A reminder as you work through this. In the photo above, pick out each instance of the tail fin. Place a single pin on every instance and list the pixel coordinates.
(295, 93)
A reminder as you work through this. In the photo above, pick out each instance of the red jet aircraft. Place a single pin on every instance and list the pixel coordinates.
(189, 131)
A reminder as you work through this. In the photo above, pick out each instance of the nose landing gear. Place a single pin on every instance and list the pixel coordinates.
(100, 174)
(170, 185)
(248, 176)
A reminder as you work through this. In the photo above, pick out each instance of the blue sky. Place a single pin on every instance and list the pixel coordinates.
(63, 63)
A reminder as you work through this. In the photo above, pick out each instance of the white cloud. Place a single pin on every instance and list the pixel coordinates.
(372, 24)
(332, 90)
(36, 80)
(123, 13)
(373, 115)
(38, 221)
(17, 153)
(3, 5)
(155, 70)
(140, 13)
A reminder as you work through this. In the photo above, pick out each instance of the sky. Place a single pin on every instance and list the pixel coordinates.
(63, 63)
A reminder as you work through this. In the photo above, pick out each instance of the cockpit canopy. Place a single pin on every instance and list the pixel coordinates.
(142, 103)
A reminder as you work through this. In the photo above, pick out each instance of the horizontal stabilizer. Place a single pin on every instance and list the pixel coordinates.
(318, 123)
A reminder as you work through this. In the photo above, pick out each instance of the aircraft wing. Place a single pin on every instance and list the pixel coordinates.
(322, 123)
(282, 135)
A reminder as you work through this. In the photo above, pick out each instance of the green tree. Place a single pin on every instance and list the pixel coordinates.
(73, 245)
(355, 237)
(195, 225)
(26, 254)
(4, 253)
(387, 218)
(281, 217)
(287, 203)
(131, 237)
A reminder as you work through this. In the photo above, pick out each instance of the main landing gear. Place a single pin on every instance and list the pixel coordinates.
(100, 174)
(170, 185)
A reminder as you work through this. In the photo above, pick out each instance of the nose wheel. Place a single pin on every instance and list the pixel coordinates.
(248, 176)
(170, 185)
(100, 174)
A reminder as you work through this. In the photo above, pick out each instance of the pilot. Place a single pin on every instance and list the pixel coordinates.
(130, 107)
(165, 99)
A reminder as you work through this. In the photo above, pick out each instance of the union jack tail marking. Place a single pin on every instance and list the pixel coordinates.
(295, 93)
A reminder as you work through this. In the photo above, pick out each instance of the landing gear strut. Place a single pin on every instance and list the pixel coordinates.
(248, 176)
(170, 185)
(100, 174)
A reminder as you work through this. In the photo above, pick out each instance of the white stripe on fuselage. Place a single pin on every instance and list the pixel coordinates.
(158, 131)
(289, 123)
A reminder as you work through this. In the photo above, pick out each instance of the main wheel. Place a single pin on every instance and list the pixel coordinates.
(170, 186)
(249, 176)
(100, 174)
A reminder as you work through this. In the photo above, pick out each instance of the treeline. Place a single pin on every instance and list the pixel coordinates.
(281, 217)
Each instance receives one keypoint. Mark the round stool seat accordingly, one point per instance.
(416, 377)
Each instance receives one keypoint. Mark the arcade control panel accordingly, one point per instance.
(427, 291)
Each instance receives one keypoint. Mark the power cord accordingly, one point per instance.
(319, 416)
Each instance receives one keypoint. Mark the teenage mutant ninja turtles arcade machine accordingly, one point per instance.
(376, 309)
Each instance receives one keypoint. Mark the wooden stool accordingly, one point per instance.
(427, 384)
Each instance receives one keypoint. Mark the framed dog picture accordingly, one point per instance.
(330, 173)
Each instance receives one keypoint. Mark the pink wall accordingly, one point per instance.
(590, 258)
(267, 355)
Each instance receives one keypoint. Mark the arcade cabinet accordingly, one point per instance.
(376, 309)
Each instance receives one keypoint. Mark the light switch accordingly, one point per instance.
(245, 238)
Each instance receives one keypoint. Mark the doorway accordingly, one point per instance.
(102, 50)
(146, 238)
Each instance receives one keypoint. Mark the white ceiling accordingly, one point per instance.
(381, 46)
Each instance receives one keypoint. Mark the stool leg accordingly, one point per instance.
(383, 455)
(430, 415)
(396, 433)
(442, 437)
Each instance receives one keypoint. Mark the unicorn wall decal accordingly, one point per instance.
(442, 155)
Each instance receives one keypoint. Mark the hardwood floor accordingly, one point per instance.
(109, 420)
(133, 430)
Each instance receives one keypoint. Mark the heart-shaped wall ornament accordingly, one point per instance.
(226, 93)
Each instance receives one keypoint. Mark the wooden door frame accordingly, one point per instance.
* * * *
**INSTRUCTIONS FOR THE TASK**
Each line of the listing above should be output exactly.

**RESPONSE**
A reminder as you work through this. In the photo above, pick out each instance of the tail fin. Place a single pin on every instance and list the pixel coordinates.
(295, 93)
A reminder as you work through this. In the photo above, pick out each instance of the red jet aircraft. Place a single pin on every instance and list the pixel coordinates.
(189, 131)
A reminder as you work through this. In the photo above, pick out each instance of the nose landing gear. Place a single pin on every instance and list the pixel coordinates.
(100, 174)
(170, 185)
(248, 176)
A reminder as you work through this. In the photo above, pick out each instance of the blue sky. Place a single pin on every instance and list the pixel coordinates.
(63, 63)
A reminder as you work through this. In the photo above, pick out each instance of the white cloud. Place a single pin on every instance and list the pixel coordinates.
(372, 24)
(332, 90)
(36, 80)
(123, 13)
(373, 115)
(38, 221)
(17, 153)
(3, 5)
(155, 70)
(140, 13)
A reminder as you work through this. In the photo above, pick out each instance of the sky. Place a single pin on every instance and list the pixel coordinates.
(63, 63)
A reminder as you work through this. In the photo above, pick out each instance of the cockpit canopy. Place a single pin on every instance and list the pixel coordinates.
(142, 103)
A reminder as you work through this. In the photo above, pick out each instance of the horizontal stabilizer. Place a single pin on every instance and list the pixel coordinates.
(318, 123)
A reminder as you work through this. In the photo above, pick out each instance of the aircraft wing. Place a single pin on every instance and list the pixel coordinates.
(322, 123)
(282, 135)
A reminder as you work through this. In the photo above, pick out each instance of the green tree. Place a single pin on every instance and list the pixel coordinates.
(73, 245)
(355, 237)
(195, 225)
(26, 254)
(4, 253)
(387, 218)
(281, 217)
(287, 203)
(131, 237)
A reminder as you work through this. In the photo above, pick out each instance of the main landing gear. Place a single pin on every instance and list the pixel coordinates.
(100, 174)
(170, 185)
A reminder as you work through this. In the photo above, pick out each instance of the nose wheel. Place a single pin on every instance and list the pixel coordinates.
(248, 176)
(170, 185)
(100, 174)
A reminder as you work through this. In the photo above, pick out each instance of the pilot. Place a single pin on every instance and list the pixel coordinates.
(130, 107)
(165, 99)
A reminder as you work through this. In the photo above, pick out each instance of the union jack tail marking. Place a single pin on every instance and list the pixel coordinates.
(295, 93)
A reminder as you work through this. In the photo above, pick out each instance of the landing gear strut. Place a single pin on every instance and list the pixel coordinates.
(248, 176)
(170, 185)
(100, 174)
A reminder as you work through this. In the photo above, pick out each instance of the white stripe on fuselage. Place a single pin on every instance and list the pixel coordinates.
(158, 131)
(289, 123)
A reminder as you work through this. In the photo above, pick out each instance of the main wheel. Place a single pin on every instance and list the pixel coordinates.
(170, 186)
(249, 176)
(100, 174)
A reminder as you work through this. In the photo above, pick out each instance of the treeline. Place a single pin on every instance and list the pixel coordinates.
(281, 217)
Each instance receives one keypoint. Mark the round stool seat accordingly, one point per instance.
(416, 377)
Each instance receives one keypoint. Mark the arcade control panel accordingly, one point per instance.
(427, 291)
Each instance receives one keypoint. Mark the power cord accordingly, one point per instance.
(319, 416)
Each instance receives one keypoint. Mark the teenage mutant ninja turtles arcade machine accordingly, one point per instance.
(376, 309)
Each instance receives one keypoint. Mark the wooden stool accordingly, one point per instance.
(427, 384)
Each instance receives one keypoint. Mark the framed dog picture accordingly, one point per instance.
(330, 173)
Each instance receives one keypoint. Mark the pink wall accordingly, one point per instance.
(590, 258)
(267, 355)
Each instance receives one keypoint. Mark the arcade cabinet accordingly, one point per instance.
(376, 309)
Each instance receives one keypoint. Mark the light switch accordingly, one point per instance.
(245, 238)
Each instance receives one keypoint. Mark the doorway accordingly, one point per instance.
(102, 50)
(146, 238)
Each instance receives one keypoint. Mark the white ceiling accordingly, one point per instance.
(381, 46)
Each instance receives one keypoint. Mark the stool leg accordingly, one point per instance.
(383, 455)
(430, 415)
(396, 433)
(442, 437)
Each instance receives one keypoint. Mark the unicorn wall decal accordingly, one point per instance.
(442, 155)
Each instance receives one keypoint. Mark the hardwood floor accordingly, one point per instance.
(109, 420)
(133, 430)
Each instance receives one keypoint. Mark the heart-shaped wall ornament accordingly, one point per instance.
(226, 93)
Each instance receives one keypoint. Mark the wooden door frame accordingly, one point per instance.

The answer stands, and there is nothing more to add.